→ GOAL
Pull out the lines from the one containing "[spot] the stadium grandstand" through the final line of the listing below and repeat them exactly. Leave the pictures behind.

→ SUPPLIED INFORMATION
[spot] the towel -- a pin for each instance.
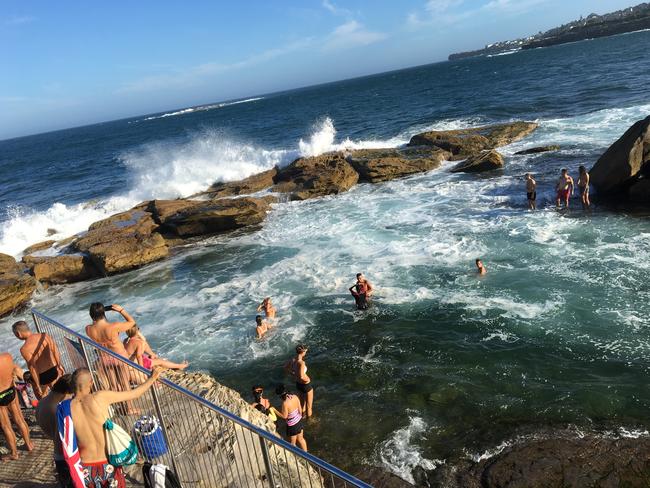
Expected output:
(69, 443)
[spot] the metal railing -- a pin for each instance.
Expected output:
(204, 444)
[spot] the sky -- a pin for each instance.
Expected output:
(72, 63)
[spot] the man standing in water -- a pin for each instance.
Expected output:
(88, 412)
(564, 188)
(9, 406)
(531, 191)
(583, 186)
(42, 358)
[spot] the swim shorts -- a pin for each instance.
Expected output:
(103, 475)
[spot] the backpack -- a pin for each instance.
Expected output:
(154, 477)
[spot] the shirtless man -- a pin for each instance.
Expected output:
(89, 411)
(46, 419)
(42, 358)
(564, 188)
(583, 186)
(112, 371)
(9, 406)
(531, 191)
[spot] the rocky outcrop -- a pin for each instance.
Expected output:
(624, 162)
(122, 242)
(559, 459)
(486, 161)
(65, 268)
(16, 287)
(317, 176)
(252, 184)
(376, 165)
(538, 149)
(467, 142)
(205, 218)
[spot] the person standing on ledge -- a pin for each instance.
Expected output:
(42, 358)
(9, 407)
(297, 368)
(531, 192)
(88, 412)
(564, 188)
(46, 419)
(583, 186)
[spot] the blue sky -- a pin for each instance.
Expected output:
(70, 63)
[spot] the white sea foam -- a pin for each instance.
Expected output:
(400, 454)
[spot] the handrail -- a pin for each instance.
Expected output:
(344, 476)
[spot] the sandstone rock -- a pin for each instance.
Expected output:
(486, 161)
(374, 165)
(538, 149)
(65, 268)
(465, 142)
(40, 246)
(249, 185)
(204, 218)
(317, 176)
(122, 242)
(16, 287)
(620, 165)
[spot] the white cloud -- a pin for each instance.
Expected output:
(351, 34)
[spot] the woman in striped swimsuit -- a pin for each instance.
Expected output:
(291, 411)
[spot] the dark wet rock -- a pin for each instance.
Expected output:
(252, 184)
(381, 478)
(375, 165)
(486, 161)
(16, 287)
(624, 162)
(538, 149)
(215, 216)
(65, 268)
(39, 246)
(316, 176)
(123, 242)
(466, 142)
(563, 460)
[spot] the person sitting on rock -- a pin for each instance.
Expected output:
(42, 358)
(139, 352)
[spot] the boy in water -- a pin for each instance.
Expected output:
(564, 188)
(531, 191)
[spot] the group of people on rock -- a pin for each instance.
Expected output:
(564, 188)
(87, 411)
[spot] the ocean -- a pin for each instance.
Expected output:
(444, 364)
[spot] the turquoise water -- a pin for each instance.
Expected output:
(445, 362)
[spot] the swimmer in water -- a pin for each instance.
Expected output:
(261, 326)
(267, 306)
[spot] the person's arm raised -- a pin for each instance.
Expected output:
(108, 397)
(123, 326)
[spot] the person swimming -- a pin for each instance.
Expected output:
(267, 306)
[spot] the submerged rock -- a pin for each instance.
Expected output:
(558, 459)
(467, 142)
(538, 149)
(624, 162)
(317, 176)
(205, 218)
(486, 161)
(123, 242)
(16, 287)
(375, 165)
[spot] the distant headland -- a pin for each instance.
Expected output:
(626, 20)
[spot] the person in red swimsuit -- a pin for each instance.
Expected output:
(564, 188)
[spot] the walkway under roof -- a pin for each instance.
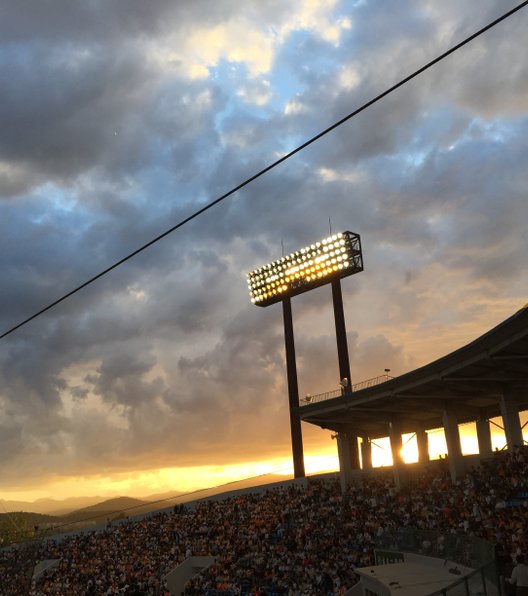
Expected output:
(471, 381)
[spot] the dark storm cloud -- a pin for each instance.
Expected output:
(166, 362)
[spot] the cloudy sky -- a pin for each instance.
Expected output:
(120, 118)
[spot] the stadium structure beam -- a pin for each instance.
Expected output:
(293, 391)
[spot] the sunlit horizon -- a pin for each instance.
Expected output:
(195, 479)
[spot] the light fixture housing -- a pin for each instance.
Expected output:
(334, 257)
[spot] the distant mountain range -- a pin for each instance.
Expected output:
(97, 506)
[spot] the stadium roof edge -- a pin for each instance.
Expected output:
(471, 378)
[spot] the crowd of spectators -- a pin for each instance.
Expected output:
(292, 540)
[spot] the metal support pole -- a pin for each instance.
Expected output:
(293, 391)
(342, 346)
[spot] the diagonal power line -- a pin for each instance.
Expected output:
(269, 167)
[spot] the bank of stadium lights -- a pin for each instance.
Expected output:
(332, 258)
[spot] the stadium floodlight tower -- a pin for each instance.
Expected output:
(323, 262)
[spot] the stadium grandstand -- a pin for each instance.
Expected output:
(441, 527)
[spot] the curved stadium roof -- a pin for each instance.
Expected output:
(471, 380)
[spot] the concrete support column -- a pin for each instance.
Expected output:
(398, 465)
(484, 436)
(422, 441)
(454, 449)
(510, 418)
(353, 449)
(345, 468)
(366, 453)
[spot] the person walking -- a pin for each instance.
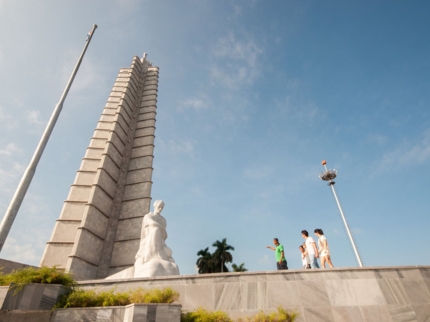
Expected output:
(281, 262)
(323, 249)
(305, 258)
(311, 249)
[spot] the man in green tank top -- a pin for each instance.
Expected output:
(281, 262)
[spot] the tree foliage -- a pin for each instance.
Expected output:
(215, 262)
(240, 268)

→ REPLY
[spot] the stadium grandstand -- a pin for each instance.
Expected output:
(441, 527)
[spot] the curved stadium roof -- a pin for each instance.
Expected output:
(471, 380)
[spot] the concrete support column -- a pin for each instance.
Expected output:
(398, 465)
(484, 436)
(422, 441)
(454, 449)
(510, 418)
(353, 449)
(345, 468)
(366, 453)
[spot] the person walking -- a pin for each instance.
Expected output:
(281, 262)
(323, 249)
(305, 258)
(311, 249)
[spot] the man in green tank top -- a pin for each instance.
Expected output:
(281, 262)
[spot] the tree foliage -- a pin for each instance.
Expected output:
(215, 262)
(240, 268)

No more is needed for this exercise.